TASK ITEM — One range is to be output from the listing below, exactly as written: the line with "Basketball game film review: mark the teeth" to the line with "Basketball game film review: mark the denim", both kept.

MATERIAL SUPPLIED —
Start of Block

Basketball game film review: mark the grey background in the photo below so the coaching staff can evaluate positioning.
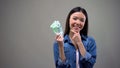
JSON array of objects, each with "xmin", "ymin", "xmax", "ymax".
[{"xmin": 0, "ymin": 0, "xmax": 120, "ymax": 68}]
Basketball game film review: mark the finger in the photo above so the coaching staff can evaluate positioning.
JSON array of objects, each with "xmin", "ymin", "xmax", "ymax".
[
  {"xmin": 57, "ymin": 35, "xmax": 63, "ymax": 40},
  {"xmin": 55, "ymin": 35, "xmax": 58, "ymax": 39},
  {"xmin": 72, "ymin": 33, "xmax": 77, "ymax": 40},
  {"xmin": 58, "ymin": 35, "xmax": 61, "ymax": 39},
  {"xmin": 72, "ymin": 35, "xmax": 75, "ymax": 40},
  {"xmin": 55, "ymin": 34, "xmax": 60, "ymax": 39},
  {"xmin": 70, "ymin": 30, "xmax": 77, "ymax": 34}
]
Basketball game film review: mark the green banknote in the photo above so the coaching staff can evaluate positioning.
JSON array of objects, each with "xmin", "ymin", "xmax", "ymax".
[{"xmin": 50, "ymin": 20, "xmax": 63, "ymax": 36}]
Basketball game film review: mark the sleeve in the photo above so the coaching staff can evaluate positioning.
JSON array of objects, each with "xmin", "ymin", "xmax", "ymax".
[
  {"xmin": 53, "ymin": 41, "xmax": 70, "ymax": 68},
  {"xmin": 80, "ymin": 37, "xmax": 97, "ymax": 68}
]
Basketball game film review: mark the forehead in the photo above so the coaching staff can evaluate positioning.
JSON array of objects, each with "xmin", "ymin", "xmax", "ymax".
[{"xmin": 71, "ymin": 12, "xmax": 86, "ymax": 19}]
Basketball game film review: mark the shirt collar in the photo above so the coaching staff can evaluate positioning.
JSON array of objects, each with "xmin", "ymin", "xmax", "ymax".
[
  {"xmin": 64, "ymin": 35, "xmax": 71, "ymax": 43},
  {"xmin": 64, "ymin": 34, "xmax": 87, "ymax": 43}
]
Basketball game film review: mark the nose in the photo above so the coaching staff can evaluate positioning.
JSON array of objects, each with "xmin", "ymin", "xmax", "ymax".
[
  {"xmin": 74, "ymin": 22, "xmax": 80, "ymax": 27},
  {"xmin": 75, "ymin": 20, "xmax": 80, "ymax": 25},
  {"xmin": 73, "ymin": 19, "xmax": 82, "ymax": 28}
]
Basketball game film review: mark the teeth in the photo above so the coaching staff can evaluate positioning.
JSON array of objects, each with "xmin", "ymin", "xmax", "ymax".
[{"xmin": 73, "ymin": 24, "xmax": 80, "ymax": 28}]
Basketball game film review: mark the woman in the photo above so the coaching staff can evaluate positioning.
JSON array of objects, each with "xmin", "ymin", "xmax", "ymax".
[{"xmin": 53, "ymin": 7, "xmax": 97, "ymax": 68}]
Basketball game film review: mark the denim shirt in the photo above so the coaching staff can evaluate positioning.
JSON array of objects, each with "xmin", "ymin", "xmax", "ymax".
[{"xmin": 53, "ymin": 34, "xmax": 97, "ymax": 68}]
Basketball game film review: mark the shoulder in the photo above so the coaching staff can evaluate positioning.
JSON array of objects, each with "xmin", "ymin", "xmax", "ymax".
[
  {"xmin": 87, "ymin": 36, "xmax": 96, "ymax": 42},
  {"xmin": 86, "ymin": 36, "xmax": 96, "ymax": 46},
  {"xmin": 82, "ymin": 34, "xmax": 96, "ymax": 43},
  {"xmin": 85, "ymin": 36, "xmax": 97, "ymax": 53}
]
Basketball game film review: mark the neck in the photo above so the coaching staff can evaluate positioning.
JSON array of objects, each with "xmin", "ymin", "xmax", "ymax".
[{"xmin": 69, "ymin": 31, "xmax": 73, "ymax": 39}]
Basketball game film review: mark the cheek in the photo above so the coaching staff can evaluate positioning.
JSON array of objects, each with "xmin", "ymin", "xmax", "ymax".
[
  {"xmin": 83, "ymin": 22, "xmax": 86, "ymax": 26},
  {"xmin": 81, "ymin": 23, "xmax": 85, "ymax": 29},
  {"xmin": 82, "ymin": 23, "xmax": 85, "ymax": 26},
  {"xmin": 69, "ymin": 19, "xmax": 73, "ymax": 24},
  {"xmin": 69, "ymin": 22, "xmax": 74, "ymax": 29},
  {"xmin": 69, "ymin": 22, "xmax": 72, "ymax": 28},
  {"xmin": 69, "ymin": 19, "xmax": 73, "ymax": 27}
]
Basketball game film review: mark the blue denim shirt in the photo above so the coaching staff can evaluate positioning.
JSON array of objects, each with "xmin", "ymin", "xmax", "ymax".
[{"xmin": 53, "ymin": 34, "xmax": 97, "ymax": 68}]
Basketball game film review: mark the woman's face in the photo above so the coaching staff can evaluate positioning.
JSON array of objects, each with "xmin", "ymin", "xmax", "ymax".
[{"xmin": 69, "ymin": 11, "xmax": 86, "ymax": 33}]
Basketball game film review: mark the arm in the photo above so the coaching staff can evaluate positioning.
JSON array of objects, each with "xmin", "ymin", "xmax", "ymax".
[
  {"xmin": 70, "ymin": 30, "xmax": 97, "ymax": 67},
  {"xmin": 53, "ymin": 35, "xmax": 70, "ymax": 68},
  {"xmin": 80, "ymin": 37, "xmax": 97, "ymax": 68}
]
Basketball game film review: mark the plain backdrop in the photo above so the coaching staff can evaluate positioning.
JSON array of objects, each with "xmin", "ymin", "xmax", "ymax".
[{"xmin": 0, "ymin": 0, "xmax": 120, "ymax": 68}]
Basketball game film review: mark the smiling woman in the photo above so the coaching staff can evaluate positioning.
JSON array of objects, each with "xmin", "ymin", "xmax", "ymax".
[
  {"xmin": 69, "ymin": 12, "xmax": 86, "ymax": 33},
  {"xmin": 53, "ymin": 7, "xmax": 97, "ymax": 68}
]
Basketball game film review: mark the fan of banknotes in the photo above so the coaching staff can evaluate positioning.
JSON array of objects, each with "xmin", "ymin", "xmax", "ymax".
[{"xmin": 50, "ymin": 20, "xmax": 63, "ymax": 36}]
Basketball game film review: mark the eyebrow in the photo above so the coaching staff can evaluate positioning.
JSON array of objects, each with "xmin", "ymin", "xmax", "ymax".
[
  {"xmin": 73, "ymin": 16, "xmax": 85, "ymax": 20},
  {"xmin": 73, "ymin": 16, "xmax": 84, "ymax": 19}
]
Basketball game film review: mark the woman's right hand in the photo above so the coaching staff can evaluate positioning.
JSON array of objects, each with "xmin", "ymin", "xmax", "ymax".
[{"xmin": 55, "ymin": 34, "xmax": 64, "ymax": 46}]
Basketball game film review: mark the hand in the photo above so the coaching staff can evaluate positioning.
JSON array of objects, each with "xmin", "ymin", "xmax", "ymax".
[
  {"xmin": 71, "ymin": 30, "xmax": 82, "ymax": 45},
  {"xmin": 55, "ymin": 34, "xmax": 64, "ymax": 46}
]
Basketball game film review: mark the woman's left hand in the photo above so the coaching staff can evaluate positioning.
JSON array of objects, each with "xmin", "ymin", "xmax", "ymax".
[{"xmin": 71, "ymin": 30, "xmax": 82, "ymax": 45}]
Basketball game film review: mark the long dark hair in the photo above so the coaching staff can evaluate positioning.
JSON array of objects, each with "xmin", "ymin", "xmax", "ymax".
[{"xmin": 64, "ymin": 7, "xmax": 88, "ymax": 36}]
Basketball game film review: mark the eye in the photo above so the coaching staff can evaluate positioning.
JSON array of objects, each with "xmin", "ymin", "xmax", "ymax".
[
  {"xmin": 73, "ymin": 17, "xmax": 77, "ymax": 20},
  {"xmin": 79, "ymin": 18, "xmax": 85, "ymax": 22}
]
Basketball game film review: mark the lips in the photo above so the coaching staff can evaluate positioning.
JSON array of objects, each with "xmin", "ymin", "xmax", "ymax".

End of Block

ANSWER AREA —
Basketball game film review: mark the teeth in the photo above so the coaching staff can evaluate positioning.
JSON array of objects, each with "xmin", "ymin", "xmax", "ymax".
[{"xmin": 73, "ymin": 24, "xmax": 80, "ymax": 28}]
Basketball game film review: mark the woman in the photo above so the coaching staff can evaluate positioning.
JSON array of objects, each with "xmin", "ymin", "xmax", "ymax".
[{"xmin": 53, "ymin": 7, "xmax": 97, "ymax": 68}]
Basketball game film review: mark the denim shirt in the photo above so the coaching staff can evaluate positioning.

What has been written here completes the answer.